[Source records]
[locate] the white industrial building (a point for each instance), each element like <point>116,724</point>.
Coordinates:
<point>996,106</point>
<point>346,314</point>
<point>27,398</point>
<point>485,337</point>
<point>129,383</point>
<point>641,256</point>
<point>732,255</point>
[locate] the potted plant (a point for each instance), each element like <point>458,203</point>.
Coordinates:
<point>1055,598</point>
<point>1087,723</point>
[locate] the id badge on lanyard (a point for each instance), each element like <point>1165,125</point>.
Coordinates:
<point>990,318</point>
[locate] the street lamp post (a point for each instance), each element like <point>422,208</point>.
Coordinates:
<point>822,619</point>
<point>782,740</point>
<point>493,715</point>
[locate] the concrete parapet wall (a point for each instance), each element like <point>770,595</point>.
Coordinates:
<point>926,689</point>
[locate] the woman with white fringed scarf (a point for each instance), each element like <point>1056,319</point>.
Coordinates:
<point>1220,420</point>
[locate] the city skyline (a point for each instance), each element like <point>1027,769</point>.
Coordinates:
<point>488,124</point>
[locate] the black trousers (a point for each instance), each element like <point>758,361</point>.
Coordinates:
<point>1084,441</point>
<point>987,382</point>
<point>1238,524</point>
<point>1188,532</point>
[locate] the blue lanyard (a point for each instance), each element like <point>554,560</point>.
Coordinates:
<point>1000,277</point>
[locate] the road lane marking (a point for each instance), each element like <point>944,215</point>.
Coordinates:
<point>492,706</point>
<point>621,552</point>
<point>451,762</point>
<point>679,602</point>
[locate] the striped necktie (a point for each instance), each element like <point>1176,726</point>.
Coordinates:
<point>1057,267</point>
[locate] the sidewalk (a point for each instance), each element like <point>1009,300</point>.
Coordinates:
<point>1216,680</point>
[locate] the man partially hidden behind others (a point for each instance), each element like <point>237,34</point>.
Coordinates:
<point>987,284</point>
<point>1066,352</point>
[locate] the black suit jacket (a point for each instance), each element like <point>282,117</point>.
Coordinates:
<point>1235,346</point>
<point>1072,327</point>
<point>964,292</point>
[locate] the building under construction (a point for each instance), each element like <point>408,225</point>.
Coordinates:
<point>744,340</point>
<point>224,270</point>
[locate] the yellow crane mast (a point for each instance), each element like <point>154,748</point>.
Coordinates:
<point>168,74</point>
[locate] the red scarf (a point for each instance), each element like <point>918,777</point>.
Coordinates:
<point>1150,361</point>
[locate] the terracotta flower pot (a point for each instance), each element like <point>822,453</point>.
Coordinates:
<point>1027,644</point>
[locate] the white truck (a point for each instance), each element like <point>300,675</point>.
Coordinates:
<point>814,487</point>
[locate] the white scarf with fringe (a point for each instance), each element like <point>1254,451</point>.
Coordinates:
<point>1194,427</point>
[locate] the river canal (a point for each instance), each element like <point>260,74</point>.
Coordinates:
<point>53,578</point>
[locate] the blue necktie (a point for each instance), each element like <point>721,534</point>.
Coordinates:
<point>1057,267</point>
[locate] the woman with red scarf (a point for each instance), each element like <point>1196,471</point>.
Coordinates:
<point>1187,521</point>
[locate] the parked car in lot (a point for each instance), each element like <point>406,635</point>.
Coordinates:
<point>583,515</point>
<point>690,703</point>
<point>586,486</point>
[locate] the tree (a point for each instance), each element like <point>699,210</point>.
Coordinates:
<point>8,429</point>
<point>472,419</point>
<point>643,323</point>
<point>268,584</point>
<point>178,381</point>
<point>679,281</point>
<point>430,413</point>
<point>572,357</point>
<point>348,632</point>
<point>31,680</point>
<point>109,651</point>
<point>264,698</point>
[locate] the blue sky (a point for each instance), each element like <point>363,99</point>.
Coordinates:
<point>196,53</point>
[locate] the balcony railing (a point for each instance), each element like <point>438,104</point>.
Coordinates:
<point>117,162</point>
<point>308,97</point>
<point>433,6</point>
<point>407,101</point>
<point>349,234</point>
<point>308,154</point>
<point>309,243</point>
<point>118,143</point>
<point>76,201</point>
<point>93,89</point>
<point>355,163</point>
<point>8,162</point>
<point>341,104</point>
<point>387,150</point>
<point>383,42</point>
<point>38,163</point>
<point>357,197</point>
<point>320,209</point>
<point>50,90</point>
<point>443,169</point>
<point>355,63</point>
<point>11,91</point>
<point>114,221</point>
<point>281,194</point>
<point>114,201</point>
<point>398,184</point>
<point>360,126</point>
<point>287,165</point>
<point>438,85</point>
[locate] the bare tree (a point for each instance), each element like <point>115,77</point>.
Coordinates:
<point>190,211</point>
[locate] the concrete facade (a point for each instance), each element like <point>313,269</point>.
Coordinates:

• **Assignment**:
After checking the entries, state how many lines contain "necktie", and write nothing but the number.

• **Response to this exercise**:
2